— TASK REQUIREMENTS —
Edit the rows below by replacing every occurrence of "largest" with "biggest", leaving all other text unchanged.

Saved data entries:
<<<<
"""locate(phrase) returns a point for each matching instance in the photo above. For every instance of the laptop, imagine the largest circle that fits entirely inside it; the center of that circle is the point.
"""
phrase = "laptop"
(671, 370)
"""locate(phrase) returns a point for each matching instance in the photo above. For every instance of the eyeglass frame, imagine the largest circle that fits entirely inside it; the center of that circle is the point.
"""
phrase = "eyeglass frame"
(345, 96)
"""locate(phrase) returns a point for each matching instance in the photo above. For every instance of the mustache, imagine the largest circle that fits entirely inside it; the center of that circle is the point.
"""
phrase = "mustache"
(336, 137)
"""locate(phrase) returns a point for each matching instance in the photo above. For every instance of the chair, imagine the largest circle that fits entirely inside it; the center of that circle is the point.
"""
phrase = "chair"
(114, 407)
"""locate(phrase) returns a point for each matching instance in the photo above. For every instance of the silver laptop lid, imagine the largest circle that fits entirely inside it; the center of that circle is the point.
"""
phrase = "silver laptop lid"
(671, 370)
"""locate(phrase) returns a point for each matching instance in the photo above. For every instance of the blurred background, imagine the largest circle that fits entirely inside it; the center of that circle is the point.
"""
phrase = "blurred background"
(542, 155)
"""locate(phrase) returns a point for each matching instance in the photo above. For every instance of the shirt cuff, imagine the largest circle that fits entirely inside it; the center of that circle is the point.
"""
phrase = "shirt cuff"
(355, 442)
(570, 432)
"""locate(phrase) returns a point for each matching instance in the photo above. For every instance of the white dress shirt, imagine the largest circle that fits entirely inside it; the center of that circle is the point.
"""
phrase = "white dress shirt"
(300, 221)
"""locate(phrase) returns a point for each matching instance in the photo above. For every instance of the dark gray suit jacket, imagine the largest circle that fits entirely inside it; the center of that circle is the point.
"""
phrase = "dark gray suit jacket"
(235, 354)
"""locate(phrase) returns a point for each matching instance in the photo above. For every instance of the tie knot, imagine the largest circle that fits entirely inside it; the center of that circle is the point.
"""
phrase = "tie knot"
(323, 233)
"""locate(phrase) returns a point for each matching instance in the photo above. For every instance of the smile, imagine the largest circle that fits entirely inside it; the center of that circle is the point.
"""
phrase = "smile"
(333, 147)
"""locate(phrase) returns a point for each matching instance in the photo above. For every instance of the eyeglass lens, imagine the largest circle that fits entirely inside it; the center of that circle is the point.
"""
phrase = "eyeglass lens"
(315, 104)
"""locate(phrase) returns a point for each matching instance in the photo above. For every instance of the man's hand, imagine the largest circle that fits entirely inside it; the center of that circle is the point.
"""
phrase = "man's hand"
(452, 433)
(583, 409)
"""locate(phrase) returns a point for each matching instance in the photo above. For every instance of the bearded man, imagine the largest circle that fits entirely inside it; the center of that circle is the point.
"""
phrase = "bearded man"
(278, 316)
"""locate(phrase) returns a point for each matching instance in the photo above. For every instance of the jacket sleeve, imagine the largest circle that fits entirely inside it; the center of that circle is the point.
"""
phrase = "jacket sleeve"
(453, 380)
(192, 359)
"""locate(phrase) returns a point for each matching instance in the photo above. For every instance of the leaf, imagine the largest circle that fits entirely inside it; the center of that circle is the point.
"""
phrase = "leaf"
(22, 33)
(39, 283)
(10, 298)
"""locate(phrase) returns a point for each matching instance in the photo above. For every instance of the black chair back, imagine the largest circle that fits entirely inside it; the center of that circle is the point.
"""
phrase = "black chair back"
>>>>
— SOLUTION FOR THIS PROBLEM —
"""locate(phrase) returns a point for each matching instance in the photo above. For every instance of the laptop, imagine the biggest circle that fits entirely inside it; the center of that circle is the point.
"""
phrase = "laptop"
(671, 370)
"""locate(phrase) returns a point for each matching instance in the photo above. For every instance of the eyeglass frame, imagine the biggest circle that fits entirely inside it; the center of that circle is the point.
"""
phrase = "eyeglass frame"
(345, 96)
"""locate(phrase) returns a point for each matching instance in the photo above. For every instance of the mustache, imagine the biggest circle that fits entirely inside it; the center of that circle is the point.
"""
phrase = "mustache"
(336, 137)
"""locate(phrase) returns a point for each matching instance in the photo above. For every instance of the chair, imagine the biggest circle that fits entirely inside it; the center of that circle is the point.
"""
phrase = "chair"
(114, 407)
"""locate(phrase) returns a point for each matching instance in the photo above. For every instance of the silver laptop lid, imagine the biggest circle that fits entirely inside it; the center of that circle is the point.
"""
phrase = "silver laptop lid"
(671, 370)
"""locate(phrase) returns a point for each matching instance in the photo above. For every instance of the blurred background, imagine the biggest circle that fits entirely inside it; the center of that circle is the point.
"""
phrase = "blurred background"
(542, 155)
"""locate(phrase) returns a point for each matching instance in the photo above. For every instance of the shirt cuff, imagine the biggest circle that fits entirely inside it; the center of that circle is the point.
"""
phrase = "shirt cuff"
(355, 442)
(570, 432)
"""locate(phrase) returns a point for each matching instance in the photo above. For every instance of the white dress shirt, imagine the biggest circle that fits entirely inside it; the center of that circle is the point.
"""
phrase = "white dress shirt"
(300, 221)
"""locate(phrase) returns a point for each matching instance in the photo above. For every instance of the dark gray suit jacket, imagine the biggest circle that fits entirely inside it; the center of that circle is the point.
"""
phrase = "dark gray suit jacket"
(235, 354)
"""locate(phrase) returns a point for each matching instance in the photo above. For every instance of the tie knot, imagine the biggest circle that fits entirely inside it; the center of that circle is the point.
"""
phrase = "tie knot"
(323, 233)
"""locate(phrase) returns a point for each matching instance in the photo above. For every instance of the smile, imagine the biggest circle that fits entirely inside it; the center of that circle is the point.
"""
phrase = "smile"
(333, 147)
"""locate(phrase) returns a point for each matching instance in the photo above. For every instance of the eyeglass lens, imagine the biggest circle that fits entirely inside it; the center of that circle is the point.
"""
phrase = "eyeglass lens"
(315, 104)
"""locate(phrase) returns a point for each matching instance in the photo above. For every instance of the man's hand, imagine the biggest circle that fits entirely inside it; the center of that circle is the point.
"""
phrase = "man's hand"
(452, 433)
(583, 409)
"""locate(phrase) returns a point for each matching instance in the photo above. For every instance of the bearded man, imagine the biggest circle that fits entirely inside it; the center of that circle is the point.
"""
phrase = "bearded man"
(278, 316)
"""locate(phrase) returns a point for each matching instance in the photo above. For every instance of the jacket sleeve, imagine the biggest circle that fits entirely inside it; the center of that circle is the point.
"""
phrase = "jacket sleeve"
(453, 380)
(192, 359)
"""locate(phrase) returns a point for each matching instance in the photo above. For every instance of the leaf, imagine the biggest circle that fits entirely inside it; the center of that circle is the point.
"""
phrase = "leaf"
(22, 33)
(39, 283)
(10, 298)
"""locate(phrase) returns a point for each matching instance in the photo above. For every instance of the black chair back, imagine the biggest circle that fits entirely inside it; the center of that circle is the point.
"""
phrase = "black chair back"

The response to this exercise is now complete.